_What the exercise asks_.
Type out the whole listing again exactly, pictures omitted.

"""

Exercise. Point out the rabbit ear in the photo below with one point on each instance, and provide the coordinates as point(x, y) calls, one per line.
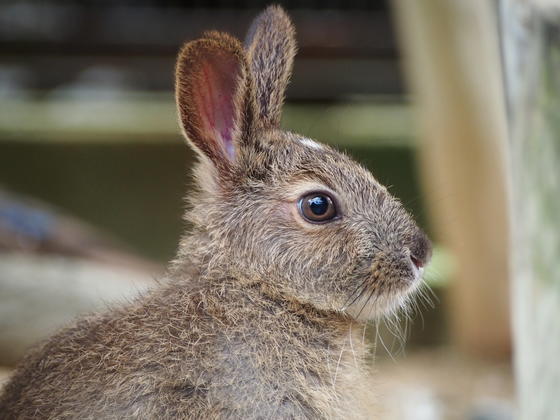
point(271, 47)
point(215, 97)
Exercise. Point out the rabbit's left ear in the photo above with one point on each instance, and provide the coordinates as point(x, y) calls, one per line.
point(271, 47)
point(215, 97)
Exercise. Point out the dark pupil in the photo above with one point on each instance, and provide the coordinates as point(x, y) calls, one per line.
point(319, 205)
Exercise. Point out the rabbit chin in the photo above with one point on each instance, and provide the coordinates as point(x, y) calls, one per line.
point(373, 304)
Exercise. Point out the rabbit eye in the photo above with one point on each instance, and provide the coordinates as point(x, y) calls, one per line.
point(317, 207)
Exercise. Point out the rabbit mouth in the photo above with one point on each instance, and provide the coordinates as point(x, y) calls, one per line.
point(384, 289)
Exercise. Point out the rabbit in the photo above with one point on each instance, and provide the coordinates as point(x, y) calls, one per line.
point(293, 247)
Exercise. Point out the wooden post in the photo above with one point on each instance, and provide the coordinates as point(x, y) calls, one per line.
point(452, 60)
point(531, 45)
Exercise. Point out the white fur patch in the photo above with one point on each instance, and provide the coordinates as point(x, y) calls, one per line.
point(310, 143)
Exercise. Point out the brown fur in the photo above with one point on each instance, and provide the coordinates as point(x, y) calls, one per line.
point(261, 313)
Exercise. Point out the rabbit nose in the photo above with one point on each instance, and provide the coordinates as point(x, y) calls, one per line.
point(420, 250)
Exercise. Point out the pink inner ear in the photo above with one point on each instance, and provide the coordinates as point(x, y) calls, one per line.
point(214, 96)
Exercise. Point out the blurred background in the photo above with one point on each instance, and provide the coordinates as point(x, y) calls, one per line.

"""

_Solved problem_.
Exercise. Point out the rabbit ear in the photo below with one point on each instance, and provide the coordinates as point(x, y) calls, one per line.
point(271, 47)
point(215, 97)
Exercise. Point out the rabbit's left ear in the photo above with one point on each instance, and provide the coordinates as point(x, y) calls, one per line.
point(271, 47)
point(215, 97)
Exercise. Point out the dark pupil in the photo above with one point on each instance, and provide the coordinates as point(x, y) calls, one per line.
point(319, 205)
Exercise. Point out the rabbit chin in the photo above with one point on each instance, and provide the coordinates as point(x, y) calls, one per line.
point(373, 304)
Exercise. Point out the rabbit eye in the photo above with one point on each instance, and provide the coordinates as point(x, y) calls, one per line.
point(317, 207)
Exercise. Point out the rabbit mouth in the photo above with one point on each instance, and provide the coordinates as point(x, y) calls, one per line.
point(384, 289)
Exercise. Point out the rabbit in the photo above with one point on each instance, and provide the coordinates as point(x, y) calls, one per line.
point(293, 247)
Exercise. Point out the wooden post in the photo above with one point on each instance, and provide the coordinates as point(x, y) calls, one per line.
point(452, 60)
point(531, 45)
Exercise. Point out the white fur patch in the photo above with one point on each instance, and provide the coordinates as point(x, y) calls, one per line.
point(310, 143)
Exercise. Point out the brown fur in the photo above with one point on each instance, and provide the coordinates as point(x, y) calls, one per line.
point(261, 313)
Exercise. Point out the rabbit nose in the photo above with one point on each instance, and provide the coordinates as point(x, y) calls, one per line.
point(420, 250)
Exercise. Point out the pink inner ear in the photo above with one point on each instance, and provide the coordinates as point(x, y) calls, one per line.
point(214, 96)
Exercise. Point out the blurred background in the photo above with one point on each instance, and provide the coordinates as point(x, y) calls, one per line.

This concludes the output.